## Written request A
In the records further down, lay out as a numbered list every line starting with the line that contains "For each instance of the police officer in white" and going on through the last line of the records, leaving out any blank lines.

I first tried heroin when I was seventeen. I had a mini nervous breakdown and it was the only thing that got me out of the house without having a panic attack,..
I lost my house and ended up begging on the streets of London and Brighton, I remember a few times sitting in the pissing rain in a blanket with people walking past ignoring me and crying my eyes out...I used to will someone to just stop and ask if I was ok. I was barely eighteen and the whole experience made me very cynical and jaded to the world.
Unfortunately this has stuck with me, I used to be too trusting and empathic of other people and have been repeatedly fucked over.
After realising that begging wasn't a viable way of supporting a habit and not wanting to break my morals by mugging people or thieving I decided to become a sex worker.
Easier said than done when your a homeless junkie, but I had my age and looks on my side.
In Brighton I used to work with a friend doing 'duos' I'd make around £60-100 per session.

## Written request B
Pick up the first-person account of heroin use and sex work right after its last sentence and carry it forward.

## Dataset rows
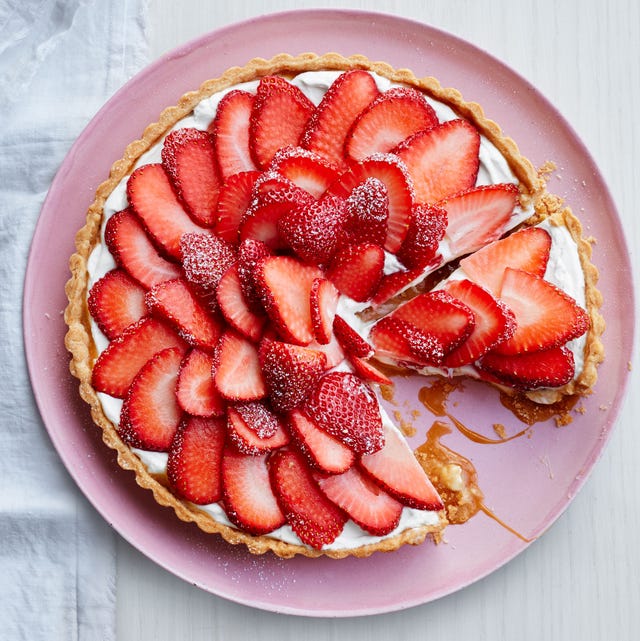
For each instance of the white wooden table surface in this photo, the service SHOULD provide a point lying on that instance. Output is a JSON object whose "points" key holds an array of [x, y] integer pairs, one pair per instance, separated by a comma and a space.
{"points": [[581, 580]]}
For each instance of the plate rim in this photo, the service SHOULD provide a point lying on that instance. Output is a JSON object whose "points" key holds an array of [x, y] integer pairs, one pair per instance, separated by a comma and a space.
{"points": [[151, 69]]}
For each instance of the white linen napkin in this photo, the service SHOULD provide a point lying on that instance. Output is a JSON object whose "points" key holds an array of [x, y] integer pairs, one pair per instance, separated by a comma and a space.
{"points": [[60, 60]]}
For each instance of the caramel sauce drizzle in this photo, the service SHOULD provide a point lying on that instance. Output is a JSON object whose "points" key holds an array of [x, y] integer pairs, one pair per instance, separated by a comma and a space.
{"points": [[454, 475]]}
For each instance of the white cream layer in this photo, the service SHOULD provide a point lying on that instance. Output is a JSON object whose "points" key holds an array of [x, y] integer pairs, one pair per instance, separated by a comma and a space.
{"points": [[493, 169]]}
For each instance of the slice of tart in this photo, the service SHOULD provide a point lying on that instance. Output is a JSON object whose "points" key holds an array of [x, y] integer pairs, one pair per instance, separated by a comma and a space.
{"points": [[270, 237]]}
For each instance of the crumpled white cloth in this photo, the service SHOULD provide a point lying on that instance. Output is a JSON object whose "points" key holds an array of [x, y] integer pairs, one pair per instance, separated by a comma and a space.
{"points": [[60, 60]]}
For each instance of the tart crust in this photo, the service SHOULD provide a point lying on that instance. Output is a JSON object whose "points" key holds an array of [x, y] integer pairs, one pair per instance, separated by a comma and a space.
{"points": [[79, 341]]}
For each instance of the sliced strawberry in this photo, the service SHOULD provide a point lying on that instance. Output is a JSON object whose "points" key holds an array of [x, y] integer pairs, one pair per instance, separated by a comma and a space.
{"points": [[549, 368], [368, 213], [393, 284], [546, 316], [237, 373], [235, 308], [230, 129], [315, 519], [174, 301], [279, 116], [196, 392], [314, 231], [351, 342], [115, 302], [205, 258], [356, 270], [188, 157], [478, 216], [250, 252], [194, 467], [440, 315], [322, 451], [368, 505], [442, 160], [305, 169], [253, 429], [324, 302], [527, 249], [493, 322], [153, 200], [397, 471], [368, 372], [150, 406], [133, 250], [406, 343], [233, 201], [344, 406], [290, 372], [327, 128], [118, 364], [390, 170], [427, 227], [270, 203], [391, 118], [249, 500], [284, 285]]}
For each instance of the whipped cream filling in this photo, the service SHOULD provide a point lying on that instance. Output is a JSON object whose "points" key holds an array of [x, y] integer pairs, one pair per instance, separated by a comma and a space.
{"points": [[493, 169], [564, 270]]}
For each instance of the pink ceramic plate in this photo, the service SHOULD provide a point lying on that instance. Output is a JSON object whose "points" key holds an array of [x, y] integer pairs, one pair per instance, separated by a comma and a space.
{"points": [[548, 467]]}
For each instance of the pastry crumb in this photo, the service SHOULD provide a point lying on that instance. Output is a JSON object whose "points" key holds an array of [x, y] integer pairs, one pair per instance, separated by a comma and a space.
{"points": [[500, 430]]}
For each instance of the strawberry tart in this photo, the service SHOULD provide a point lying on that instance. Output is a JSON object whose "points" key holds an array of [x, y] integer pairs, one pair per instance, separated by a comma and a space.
{"points": [[259, 262]]}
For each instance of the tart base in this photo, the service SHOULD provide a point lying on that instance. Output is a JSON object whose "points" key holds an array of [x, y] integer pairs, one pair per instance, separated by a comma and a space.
{"points": [[79, 341]]}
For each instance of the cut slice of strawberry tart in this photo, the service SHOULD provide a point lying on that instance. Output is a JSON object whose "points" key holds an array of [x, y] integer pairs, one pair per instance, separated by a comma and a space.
{"points": [[270, 237]]}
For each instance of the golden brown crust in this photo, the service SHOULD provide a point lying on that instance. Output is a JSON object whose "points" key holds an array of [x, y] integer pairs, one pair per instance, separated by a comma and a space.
{"points": [[78, 339], [593, 349]]}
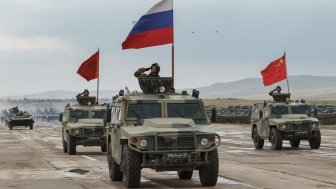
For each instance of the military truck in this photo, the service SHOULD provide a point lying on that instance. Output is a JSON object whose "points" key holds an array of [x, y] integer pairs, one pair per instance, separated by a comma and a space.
{"points": [[82, 124], [16, 117], [284, 119], [161, 130]]}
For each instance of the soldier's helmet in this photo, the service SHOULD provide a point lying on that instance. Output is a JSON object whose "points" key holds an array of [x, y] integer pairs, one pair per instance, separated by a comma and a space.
{"points": [[86, 92], [157, 67]]}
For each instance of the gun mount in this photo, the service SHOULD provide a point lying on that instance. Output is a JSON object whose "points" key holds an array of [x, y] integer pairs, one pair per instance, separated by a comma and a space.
{"points": [[156, 84]]}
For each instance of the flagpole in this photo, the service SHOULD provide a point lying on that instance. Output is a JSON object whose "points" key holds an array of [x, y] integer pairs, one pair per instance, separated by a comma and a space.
{"points": [[98, 78], [286, 70], [173, 50]]}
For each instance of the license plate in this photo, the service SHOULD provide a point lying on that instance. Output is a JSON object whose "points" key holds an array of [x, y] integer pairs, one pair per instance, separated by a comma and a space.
{"points": [[177, 155]]}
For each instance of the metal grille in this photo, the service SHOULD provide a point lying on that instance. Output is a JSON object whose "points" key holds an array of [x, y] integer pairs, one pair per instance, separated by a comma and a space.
{"points": [[176, 143], [301, 127], [93, 132]]}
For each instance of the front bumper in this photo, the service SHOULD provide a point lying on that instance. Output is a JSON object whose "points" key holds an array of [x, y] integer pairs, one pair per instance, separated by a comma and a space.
{"points": [[176, 151]]}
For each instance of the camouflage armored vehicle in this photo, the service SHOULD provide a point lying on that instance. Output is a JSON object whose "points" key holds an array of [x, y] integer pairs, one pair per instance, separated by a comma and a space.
{"points": [[16, 117], [82, 124], [281, 120], [161, 130]]}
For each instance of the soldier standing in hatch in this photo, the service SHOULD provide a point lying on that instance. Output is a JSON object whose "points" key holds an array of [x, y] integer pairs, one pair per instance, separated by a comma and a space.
{"points": [[84, 93], [277, 89], [154, 71]]}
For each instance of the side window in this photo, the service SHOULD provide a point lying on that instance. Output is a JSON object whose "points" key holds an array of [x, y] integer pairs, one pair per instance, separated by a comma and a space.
{"points": [[261, 114]]}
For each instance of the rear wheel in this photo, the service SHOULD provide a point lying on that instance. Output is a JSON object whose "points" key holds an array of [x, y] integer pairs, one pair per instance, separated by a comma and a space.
{"points": [[294, 143], [276, 139], [114, 168], [315, 141], [71, 144], [258, 142], [208, 173], [184, 175], [131, 167]]}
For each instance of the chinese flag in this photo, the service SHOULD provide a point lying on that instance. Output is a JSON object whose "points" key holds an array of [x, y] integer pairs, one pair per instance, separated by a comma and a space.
{"points": [[276, 71], [89, 69]]}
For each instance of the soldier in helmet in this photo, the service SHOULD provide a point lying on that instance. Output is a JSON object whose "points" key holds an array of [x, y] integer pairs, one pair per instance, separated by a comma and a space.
{"points": [[277, 89], [154, 71], [84, 93]]}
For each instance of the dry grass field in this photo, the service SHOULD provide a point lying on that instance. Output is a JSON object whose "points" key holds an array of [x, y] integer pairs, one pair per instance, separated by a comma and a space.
{"points": [[220, 103]]}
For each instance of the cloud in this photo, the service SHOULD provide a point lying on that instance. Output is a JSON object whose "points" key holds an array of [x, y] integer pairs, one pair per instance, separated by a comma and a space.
{"points": [[14, 43]]}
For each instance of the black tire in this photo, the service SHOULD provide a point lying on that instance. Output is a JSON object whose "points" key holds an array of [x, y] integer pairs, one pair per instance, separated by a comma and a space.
{"points": [[276, 139], [114, 168], [71, 145], [65, 147], [131, 167], [315, 141], [184, 175], [258, 142], [295, 143], [208, 173], [103, 148]]}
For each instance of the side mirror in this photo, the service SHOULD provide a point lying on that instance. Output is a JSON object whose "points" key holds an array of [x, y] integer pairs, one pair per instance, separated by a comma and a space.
{"points": [[60, 117], [108, 115], [260, 114]]}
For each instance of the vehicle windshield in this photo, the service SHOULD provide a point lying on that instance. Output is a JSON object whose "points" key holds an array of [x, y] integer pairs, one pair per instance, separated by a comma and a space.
{"points": [[185, 110], [144, 111], [97, 114], [278, 111], [301, 109], [78, 114]]}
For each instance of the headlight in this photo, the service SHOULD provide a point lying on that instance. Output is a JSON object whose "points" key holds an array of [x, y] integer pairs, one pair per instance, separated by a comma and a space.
{"points": [[204, 141], [143, 142], [284, 127], [162, 89]]}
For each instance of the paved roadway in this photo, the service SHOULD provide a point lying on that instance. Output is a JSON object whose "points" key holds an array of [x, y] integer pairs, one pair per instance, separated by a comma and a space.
{"points": [[35, 159]]}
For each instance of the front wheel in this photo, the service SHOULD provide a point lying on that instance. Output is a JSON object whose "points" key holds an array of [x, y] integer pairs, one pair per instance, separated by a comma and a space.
{"points": [[315, 141], [276, 139], [184, 175], [131, 167], [208, 173], [258, 142]]}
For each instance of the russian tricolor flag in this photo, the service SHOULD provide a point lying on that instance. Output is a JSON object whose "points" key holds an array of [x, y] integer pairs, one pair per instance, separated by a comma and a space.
{"points": [[153, 28]]}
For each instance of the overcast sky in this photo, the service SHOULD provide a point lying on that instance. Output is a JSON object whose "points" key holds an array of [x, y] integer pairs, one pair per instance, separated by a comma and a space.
{"points": [[43, 42]]}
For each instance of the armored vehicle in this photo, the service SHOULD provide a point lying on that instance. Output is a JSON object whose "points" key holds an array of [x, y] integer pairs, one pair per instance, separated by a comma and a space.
{"points": [[82, 124], [284, 119], [16, 117], [161, 130]]}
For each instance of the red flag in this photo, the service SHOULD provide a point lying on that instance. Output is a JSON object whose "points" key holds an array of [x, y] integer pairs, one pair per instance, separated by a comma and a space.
{"points": [[89, 69], [276, 71]]}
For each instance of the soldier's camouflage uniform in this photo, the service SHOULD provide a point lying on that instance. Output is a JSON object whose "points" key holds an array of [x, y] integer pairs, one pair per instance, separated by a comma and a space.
{"points": [[140, 73]]}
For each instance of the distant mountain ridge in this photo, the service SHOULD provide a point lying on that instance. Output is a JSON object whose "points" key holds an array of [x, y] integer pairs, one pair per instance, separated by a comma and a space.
{"points": [[304, 86]]}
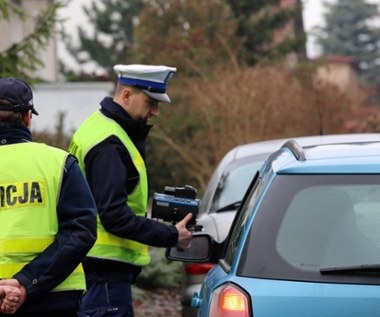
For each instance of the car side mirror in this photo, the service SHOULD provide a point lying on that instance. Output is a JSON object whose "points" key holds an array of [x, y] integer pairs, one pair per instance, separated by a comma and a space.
{"points": [[198, 251]]}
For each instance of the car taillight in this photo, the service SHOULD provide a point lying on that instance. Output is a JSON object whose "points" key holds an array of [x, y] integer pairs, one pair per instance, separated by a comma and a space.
{"points": [[229, 301], [198, 268]]}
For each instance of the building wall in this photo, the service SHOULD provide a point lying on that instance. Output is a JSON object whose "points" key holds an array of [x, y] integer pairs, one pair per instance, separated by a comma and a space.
{"points": [[14, 30]]}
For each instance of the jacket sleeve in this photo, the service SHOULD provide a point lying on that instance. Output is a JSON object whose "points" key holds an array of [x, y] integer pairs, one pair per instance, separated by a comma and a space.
{"points": [[107, 174], [76, 235]]}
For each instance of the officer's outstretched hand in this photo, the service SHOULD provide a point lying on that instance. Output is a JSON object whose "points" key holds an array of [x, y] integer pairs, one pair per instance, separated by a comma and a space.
{"points": [[184, 234]]}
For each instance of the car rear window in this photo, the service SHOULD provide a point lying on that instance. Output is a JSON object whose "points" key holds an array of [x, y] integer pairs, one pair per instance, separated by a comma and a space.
{"points": [[309, 223]]}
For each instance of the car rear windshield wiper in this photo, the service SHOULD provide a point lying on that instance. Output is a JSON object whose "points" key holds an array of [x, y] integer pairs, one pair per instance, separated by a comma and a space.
{"points": [[232, 206], [363, 268]]}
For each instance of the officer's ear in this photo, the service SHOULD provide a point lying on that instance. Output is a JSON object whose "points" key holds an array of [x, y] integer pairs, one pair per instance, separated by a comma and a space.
{"points": [[126, 95], [27, 119]]}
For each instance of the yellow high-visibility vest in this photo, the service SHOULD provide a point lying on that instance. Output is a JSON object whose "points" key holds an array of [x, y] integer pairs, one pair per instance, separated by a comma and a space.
{"points": [[94, 130], [30, 185]]}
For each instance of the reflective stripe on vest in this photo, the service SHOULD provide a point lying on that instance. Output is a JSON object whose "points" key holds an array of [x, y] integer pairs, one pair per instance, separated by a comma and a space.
{"points": [[108, 246], [28, 201]]}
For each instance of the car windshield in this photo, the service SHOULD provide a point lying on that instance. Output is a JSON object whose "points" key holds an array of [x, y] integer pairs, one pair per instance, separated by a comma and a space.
{"points": [[233, 185], [313, 225]]}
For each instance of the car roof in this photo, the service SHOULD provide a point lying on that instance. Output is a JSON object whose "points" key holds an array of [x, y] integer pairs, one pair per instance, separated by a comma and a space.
{"points": [[359, 156], [269, 146]]}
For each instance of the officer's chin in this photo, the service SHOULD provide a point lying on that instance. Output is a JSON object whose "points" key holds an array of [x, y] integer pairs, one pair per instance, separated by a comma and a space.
{"points": [[146, 121]]}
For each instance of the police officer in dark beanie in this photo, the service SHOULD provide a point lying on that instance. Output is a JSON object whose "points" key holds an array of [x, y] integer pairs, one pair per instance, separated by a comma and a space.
{"points": [[110, 147], [47, 215]]}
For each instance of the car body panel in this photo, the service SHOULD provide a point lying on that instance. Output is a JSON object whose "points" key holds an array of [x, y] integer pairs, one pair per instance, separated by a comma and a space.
{"points": [[296, 299], [347, 293], [218, 224]]}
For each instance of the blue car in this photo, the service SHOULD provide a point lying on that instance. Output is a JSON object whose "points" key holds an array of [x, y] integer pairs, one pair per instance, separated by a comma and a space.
{"points": [[305, 240]]}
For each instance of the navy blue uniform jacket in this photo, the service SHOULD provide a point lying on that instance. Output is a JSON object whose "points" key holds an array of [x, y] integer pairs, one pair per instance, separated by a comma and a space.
{"points": [[112, 176]]}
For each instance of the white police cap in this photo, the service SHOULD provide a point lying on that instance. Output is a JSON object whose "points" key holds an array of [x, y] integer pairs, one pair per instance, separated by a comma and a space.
{"points": [[153, 80]]}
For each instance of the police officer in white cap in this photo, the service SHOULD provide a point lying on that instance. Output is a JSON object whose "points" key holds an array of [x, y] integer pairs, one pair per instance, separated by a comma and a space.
{"points": [[110, 146]]}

## Task response A
1. For each instance of the police officer in white cap in this photo, the service SHOULD provide a point lying on that instance. Output is a JSON object whose "points" key holds an array of [x, y] integer pairs, one pair per instance, separated by a comma and a space.
2. {"points": [[110, 146]]}

## Task response B
Having a history of sexual abuse, I had issues around sex as it was and selling my body was incredibly traumatic. I didn't mind so much working with my friend but I used to get so anxious before seeing a 'client' on my own!
When I moved to London I divided my grafting time between begging around Bank and working at Piccadilly Circus.
Piccadilly used to be where the rent boys worked from but things have changed, nowadays most male escorts (they're not really called rent boys anymore) advertise online or in gay magazines which I just couldn't afford so Piccadilly was my only option.
I used to hang around on the corner opposite the Trocadero with my jeans slung low, cruising for punters.
I didn't have much luck.
One client sticks out in my mind in particular, I had been hanging around for hours and was feeling the heroin draining from my body, the longer it went the more desperate and dope sick I was.
A guy approached me and started chatting, he was a real creep, we talked about everything except rent..!
He kept telling me he had been inside, and asking bizarre questions about whether I got turned on when I went for a shit.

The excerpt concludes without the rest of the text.